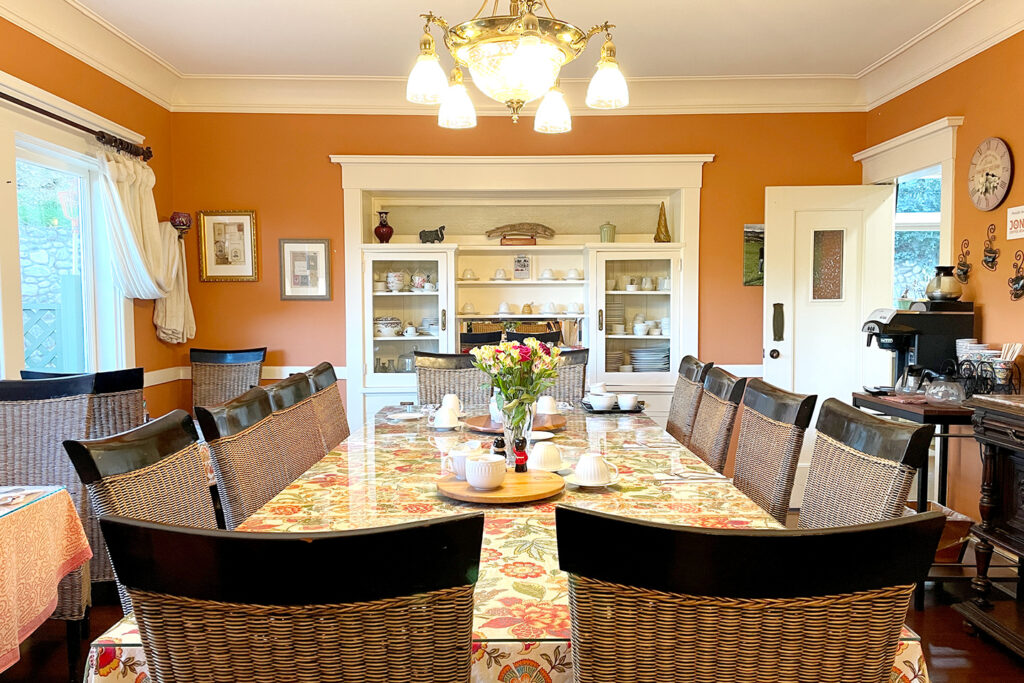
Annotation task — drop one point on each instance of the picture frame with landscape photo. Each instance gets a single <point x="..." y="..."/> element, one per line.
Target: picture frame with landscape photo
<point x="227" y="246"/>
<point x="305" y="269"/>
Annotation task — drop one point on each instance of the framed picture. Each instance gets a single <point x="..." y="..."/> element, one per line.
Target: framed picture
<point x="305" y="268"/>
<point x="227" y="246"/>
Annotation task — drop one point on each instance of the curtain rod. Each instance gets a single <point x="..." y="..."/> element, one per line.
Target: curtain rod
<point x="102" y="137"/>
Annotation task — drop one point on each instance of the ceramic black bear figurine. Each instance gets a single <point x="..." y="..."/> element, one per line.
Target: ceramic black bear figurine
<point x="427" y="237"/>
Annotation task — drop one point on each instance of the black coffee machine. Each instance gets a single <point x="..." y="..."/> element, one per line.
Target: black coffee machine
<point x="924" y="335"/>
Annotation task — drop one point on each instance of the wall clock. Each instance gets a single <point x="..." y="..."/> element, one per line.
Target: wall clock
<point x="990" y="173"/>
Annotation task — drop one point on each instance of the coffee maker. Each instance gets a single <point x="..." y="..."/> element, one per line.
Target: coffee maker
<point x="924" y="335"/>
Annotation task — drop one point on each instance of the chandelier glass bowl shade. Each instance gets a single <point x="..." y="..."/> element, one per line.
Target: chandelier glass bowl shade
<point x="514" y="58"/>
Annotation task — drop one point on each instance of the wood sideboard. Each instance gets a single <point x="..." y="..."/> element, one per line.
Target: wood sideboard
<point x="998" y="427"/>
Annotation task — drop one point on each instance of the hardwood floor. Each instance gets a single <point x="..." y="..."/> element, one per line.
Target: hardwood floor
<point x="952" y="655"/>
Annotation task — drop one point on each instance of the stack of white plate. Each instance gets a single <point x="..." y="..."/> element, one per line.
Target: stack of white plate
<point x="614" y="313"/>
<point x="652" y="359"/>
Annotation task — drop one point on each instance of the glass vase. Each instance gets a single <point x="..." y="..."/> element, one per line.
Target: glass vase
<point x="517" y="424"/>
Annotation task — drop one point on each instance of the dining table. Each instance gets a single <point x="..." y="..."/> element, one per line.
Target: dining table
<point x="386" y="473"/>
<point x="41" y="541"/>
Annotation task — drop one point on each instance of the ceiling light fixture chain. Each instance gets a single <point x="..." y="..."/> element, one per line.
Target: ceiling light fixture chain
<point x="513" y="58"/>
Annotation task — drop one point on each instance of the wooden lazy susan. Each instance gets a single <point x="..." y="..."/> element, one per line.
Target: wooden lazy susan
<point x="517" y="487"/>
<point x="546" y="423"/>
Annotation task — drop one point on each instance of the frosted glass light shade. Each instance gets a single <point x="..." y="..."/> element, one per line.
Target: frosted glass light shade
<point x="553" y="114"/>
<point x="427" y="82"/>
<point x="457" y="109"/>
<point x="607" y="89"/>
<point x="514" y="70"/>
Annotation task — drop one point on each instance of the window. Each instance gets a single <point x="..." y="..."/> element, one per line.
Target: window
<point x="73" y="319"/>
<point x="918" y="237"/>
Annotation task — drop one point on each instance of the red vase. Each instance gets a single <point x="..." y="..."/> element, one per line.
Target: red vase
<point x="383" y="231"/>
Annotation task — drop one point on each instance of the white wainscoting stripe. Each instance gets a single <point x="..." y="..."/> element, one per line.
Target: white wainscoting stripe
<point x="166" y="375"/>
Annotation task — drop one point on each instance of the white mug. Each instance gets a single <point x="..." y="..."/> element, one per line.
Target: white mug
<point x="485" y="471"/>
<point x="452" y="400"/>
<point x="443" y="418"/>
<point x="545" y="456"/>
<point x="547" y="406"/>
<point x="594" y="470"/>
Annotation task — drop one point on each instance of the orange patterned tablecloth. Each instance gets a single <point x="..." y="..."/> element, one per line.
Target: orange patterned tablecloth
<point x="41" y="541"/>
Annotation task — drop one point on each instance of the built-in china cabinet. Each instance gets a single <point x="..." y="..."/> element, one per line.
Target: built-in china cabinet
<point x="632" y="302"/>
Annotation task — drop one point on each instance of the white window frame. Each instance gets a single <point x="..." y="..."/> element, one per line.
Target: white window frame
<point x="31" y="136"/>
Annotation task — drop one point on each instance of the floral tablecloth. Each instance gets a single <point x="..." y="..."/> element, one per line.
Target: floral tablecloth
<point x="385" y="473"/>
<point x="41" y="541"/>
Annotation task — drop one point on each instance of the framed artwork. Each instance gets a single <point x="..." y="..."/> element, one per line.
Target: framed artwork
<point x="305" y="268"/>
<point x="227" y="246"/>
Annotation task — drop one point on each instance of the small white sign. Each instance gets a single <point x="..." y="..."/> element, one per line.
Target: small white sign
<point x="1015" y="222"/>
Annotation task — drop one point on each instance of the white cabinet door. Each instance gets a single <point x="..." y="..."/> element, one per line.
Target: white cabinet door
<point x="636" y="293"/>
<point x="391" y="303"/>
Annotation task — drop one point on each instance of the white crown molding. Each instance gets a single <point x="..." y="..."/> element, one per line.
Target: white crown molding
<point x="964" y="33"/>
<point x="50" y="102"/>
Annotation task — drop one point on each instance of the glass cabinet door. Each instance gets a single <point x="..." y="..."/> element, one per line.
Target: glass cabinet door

Required task:
Your job is to transcribe the entries above exactly; skip the pictures.

Answer for the task:
Annotation task — drop one point on each instance of the picture frame with landscape photo. Each instance gets a single <point x="..." y="..."/> element, one per line.
Target: picture frame with landscape photo
<point x="227" y="246"/>
<point x="305" y="269"/>
Annotation task — drop one point on each instance of the framed picture. Each instance gets a single <point x="..." y="..."/> element, one per line.
Target: framed picture
<point x="305" y="268"/>
<point x="227" y="246"/>
Annotation task — drop one point on each instance of the curtain rod. Each instance gets a single <point x="..." y="..."/> element, one per line.
Target: curtain rod
<point x="102" y="137"/>
Annotation task — drop one point on each instance of the ceramic black bear figurine. Each instance gets a single <point x="..." y="..."/> element, one per line.
Target: ceramic black bear figurine
<point x="427" y="237"/>
Annotation task — drop one point on each instance of the black coffee machine. Each instance gets a single <point x="..." y="..."/> element, one per line.
Target: black coffee machine
<point x="924" y="335"/>
Annotation task — drop one point on each instance of the wall clock. Each instance gets a single <point x="..." y="..."/> element, one per line.
Target: wall clock
<point x="990" y="173"/>
Annotation task — drop one point on each instance of the coffee maker. Each instance gets a single <point x="..." y="..."/> element, one per line.
Target: coffee maker
<point x="924" y="335"/>
Annotation task — drop one point on each instance of the chandelier glass bowl shade. Each instance gets a single <point x="..." y="..."/> element, one per line.
Target: chandelier glass bowl shade
<point x="514" y="58"/>
Annotation task — drop one point on each instance of the wood sideboard. Each instance gets a single <point x="..." y="..."/> element, one per line.
Target: wood sideboard
<point x="998" y="427"/>
Annotation task — drop one point on each instance of the hardwood floor. Each instance gets a single <point x="..." y="..."/> element, one per line.
Target: hardwood floor
<point x="952" y="655"/>
Annotation task — drop one point on each instance of the stack of white plate. Each instance gets a single <point x="..." y="..."/> element, one per line.
Target: stack of white plate
<point x="614" y="313"/>
<point x="652" y="359"/>
Annotation task — drop one point on each instance of the glass vase. Each instance gets a single <point x="..." y="..."/> element, one per line.
Target: glass vase
<point x="517" y="424"/>
Annotation task — drop one point on each instance of the dining table. Each instance gets a single <point x="..." y="..."/> element, one per line.
Target: dining table
<point x="386" y="473"/>
<point x="41" y="541"/>
Annotation task — drop one point on each instance of the ceiling light fixture chain. Each instance gets a single <point x="..." y="..."/> element, one per line.
Target: ceiling light fixture chain
<point x="513" y="58"/>
Annotation task — drop one point on each instance of the wooden lazy susan. Each instance gets a single <point x="..." y="..."/> element, one per line.
Target: wooden lazy susan
<point x="517" y="487"/>
<point x="546" y="423"/>
Annotation task — drop one point on each instance of the frosted glass light shade. Each instance gets a single <point x="..." y="..."/> element, one per line.
Target: frosted glass light shade
<point x="553" y="114"/>
<point x="427" y="82"/>
<point x="457" y="109"/>
<point x="607" y="89"/>
<point x="514" y="70"/>
Annotation task — drop one point on each instance of the window. Each instance gets a single <point x="..." y="..."/> element, one per line.
Target: window
<point x="73" y="319"/>
<point x="918" y="237"/>
Annotation task — drop one point on each instance of the red vase. Each instance gets a single <point x="..." y="..."/> element, one per line.
Target: red vase
<point x="383" y="231"/>
Annotation task — drop one point on each instance of the white wainscoting stripe. Each instance gets a single <point x="..." y="..."/> element, one per line.
Target: white wainscoting stripe
<point x="166" y="375"/>
Annotation task — drop one point on each instance of the white mug. Each instance gets a single <point x="..." y="..."/> element, one per line.
Target: white mug
<point x="485" y="471"/>
<point x="452" y="400"/>
<point x="443" y="418"/>
<point x="545" y="456"/>
<point x="547" y="406"/>
<point x="594" y="470"/>
Annotation task — drop one point on each instance of the orange patterned tablecloth. Each instance gets a single <point x="..." y="..."/> element, one per line.
Target: orange patterned tablecloth
<point x="41" y="541"/>
Annotation task — drop one point on each instance of the built-in china cabinet. Each instance gets a single <point x="..." y="..."/> element, one per line.
Target: built-in china cabinet
<point x="632" y="302"/>
Annotation task — drop one point on each instance of the white window frame. Each instance gets a single <point x="..." y="..."/> element, one per line.
Target: white window frame
<point x="31" y="136"/>
Annotation task — drop one point on each instance of the floral tablecloth. Each instance gets a single <point x="..." y="..."/> element, one per line.
Target: floral tablecloth
<point x="385" y="473"/>
<point x="41" y="541"/>
Annotation task — drop one point on each instance of the framed artwork. Each instance gets a single <point x="..." y="..."/> element, one per line.
Target: framed artwork
<point x="305" y="268"/>
<point x="227" y="246"/>
Annotation task — drop one point on each instance of the small white sign. Each instance gets a single <point x="..." y="..."/> element, one per line.
Target: small white sign
<point x="1015" y="222"/>
Annotation task — drop one point on each instance of the white cabinet door. Each instance gets a single <point x="..." y="..."/> element, one per line.
Target: white cabinet door
<point x="636" y="293"/>
<point x="391" y="303"/>
Annotation task — drop one point on each instance of the white crown molding. Each instance gets a single <point x="..." y="..."/> element, one per line.
Target: white crown molding
<point x="964" y="33"/>
<point x="50" y="102"/>
Annotation task — drop one point on each instance of the glass cabinet door. Each instance gets a single <point x="..." y="..."/> element, one per line.
Target: glass cabinet door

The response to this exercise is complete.